Tributi alla terra

The Climate of History in a Planetary Age di Dipesh Chakrabarty – La politica alla soglia fra globo e pianeta

La letteratura ambientale attrae sempre più interesse da parte di giovanə e meno giovanə. Il desiderio di comprendere le contraddizioni del mondo in cui viviamo, infatti, passa anche dal narrarlo. Da qui nasce la rubrica Tributi alla terra, un nuovo spazio dedicato alla recensione di romanzi, saggi, fumetti (e molto altro) dove l’ambiente è protagonista in tutte le sue sfaccettature. Ogni mese, Tributi alla terra – titolo ispirato dall’omonimo graphic novel del fumettista Joe Sacco – vi terrà compagnia con nuove storie da leggere per (ri)conoscere le disfunzionalità del nostro tempo e provare a trasformarle prima di tutto con nuove parole e nuove immagini.

In che modo il cambiamento climatico riconfigura il nostro senso del politico? Di quali categorie di pensiero disponiamo per comprendere il nostro impatto geologico di esseri umani, e come ripensare produttivamente tali categorie?

Dipesh Chakrabarty, con The Climate of History in a Planetary Age (Chicago University Press, 2021), sostiene che il cambiamento climatico pone delle sfide inedite al pensiero politico, perché vi introduce una nuova categoria: quella di pianeta. In questo momento di emergenza climatica, ci troviamo infatti a vivere sulla soglia fra un concetto politico già noto (per quanto variamente connotato), il globo, e la comparsa di un nuovo concetto, il pianeta, che non si identifica con nozioni già conosciute di globo, mondo o terra, ma costituisce una categoria e un oggetto di pensiero del tutto inediti.

### Dati in ingresso:
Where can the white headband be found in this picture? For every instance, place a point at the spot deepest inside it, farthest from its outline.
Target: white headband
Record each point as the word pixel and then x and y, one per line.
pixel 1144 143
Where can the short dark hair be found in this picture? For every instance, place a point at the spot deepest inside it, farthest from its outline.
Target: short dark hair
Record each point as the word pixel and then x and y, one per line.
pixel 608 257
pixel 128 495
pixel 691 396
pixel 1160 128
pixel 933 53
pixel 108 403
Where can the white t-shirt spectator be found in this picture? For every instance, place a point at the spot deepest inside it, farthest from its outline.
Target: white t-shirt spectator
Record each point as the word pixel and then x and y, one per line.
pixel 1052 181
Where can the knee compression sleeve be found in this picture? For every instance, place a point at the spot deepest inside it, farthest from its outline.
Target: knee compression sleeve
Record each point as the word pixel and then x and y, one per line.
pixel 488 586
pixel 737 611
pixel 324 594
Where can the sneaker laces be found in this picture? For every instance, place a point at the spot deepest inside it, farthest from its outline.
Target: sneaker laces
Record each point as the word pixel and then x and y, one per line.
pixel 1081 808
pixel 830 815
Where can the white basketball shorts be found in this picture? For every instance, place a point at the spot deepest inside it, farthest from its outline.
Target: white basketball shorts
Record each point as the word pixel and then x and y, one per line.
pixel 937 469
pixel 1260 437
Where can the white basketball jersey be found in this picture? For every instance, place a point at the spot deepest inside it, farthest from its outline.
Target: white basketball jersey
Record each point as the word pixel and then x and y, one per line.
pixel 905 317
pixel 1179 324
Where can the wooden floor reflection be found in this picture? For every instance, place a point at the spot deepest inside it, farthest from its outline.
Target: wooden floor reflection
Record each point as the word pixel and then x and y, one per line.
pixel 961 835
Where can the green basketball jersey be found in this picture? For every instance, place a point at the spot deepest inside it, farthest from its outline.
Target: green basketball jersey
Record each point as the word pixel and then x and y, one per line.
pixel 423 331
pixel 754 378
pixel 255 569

### Esercizi da svolgere:
[A] Come si traduce in inglese questa frase del brano: «Il desiderio di comprendere le contraddizioni del mondo in cui viviamo, infatti, passa anche dal narrarlo.»?
[B] Puoi ricopiare identiche le righe dell'elenco che vanno da quella contenente "Where can the green" fino alla fine dell'elenco, ultima riga compresa?

### Soluzioni dei compiti:
[A] The desire to understand the contradictions of the world we live in, in fact, also passes through narrating it.

[B]
Where can the green basketball jersey be found in this picture? For every instance, place a point at the spot deepest inside it, farthest from its outline.
Target: green basketball jersey
Record each point as the word pixel and then x and y, one per line.
pixel 423 331
pixel 754 378
pixel 255 569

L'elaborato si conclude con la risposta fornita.